**INSTRUCTIONS TO FOLLOW**
All entries should be printed precisely as written.
====== INPUT
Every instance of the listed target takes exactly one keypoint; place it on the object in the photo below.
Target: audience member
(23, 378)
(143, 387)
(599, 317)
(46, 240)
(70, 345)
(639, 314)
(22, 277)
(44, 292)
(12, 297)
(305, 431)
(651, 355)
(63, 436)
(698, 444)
============
**EXERCISE RESULT**
Every instance of the listed target takes exactly one keypoint; place it on the object in the photo below.
Target: audience member
(23, 378)
(143, 387)
(599, 317)
(46, 240)
(70, 345)
(639, 314)
(22, 277)
(44, 292)
(12, 297)
(305, 431)
(651, 355)
(63, 436)
(698, 444)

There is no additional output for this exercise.